(Collected data entries)

_____

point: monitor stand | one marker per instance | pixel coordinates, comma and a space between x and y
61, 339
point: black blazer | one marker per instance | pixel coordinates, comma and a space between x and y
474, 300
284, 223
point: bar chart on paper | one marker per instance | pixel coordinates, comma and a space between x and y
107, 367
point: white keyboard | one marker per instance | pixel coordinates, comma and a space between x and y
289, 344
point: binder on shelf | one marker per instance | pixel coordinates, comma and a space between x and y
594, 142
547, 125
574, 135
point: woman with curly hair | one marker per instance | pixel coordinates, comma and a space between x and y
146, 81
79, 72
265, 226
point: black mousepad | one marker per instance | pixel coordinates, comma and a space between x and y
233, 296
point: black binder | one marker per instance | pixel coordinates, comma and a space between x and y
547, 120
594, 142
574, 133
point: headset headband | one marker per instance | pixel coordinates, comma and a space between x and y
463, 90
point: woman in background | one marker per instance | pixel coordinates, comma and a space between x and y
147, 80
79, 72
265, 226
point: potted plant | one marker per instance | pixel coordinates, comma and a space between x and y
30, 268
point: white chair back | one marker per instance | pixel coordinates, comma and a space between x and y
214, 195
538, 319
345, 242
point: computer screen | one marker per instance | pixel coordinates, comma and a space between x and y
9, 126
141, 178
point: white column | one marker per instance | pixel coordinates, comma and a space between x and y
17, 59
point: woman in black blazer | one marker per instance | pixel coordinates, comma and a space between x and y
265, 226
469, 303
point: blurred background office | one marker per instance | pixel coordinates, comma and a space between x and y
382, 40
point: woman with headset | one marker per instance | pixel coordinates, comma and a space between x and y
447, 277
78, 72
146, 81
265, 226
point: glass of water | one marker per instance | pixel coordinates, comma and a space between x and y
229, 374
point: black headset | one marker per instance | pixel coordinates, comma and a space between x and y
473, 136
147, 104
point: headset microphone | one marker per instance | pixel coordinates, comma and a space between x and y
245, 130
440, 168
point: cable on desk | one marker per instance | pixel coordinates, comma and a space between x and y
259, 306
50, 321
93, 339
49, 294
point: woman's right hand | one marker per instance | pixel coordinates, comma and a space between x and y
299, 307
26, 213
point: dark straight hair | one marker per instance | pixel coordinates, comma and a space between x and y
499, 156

_____

Objective:
Convert the rows from the line containing "point: cable on" through the final line of the rows into a numbered list, leaving out any blank lines.

Expected output:
1. point: cable on desk | one marker per instance | pixel coordinates, comma and a space between x and y
2. 259, 306
3. 50, 321
4. 93, 339
5. 49, 294
6. point: woman's right hand | one marker per instance | pixel coordinates, comma and a space between x and y
7. 299, 307
8. 26, 213
9. point: dark straight hair | one marker per instance | pixel coordinates, comma and a space between x and y
10. 499, 156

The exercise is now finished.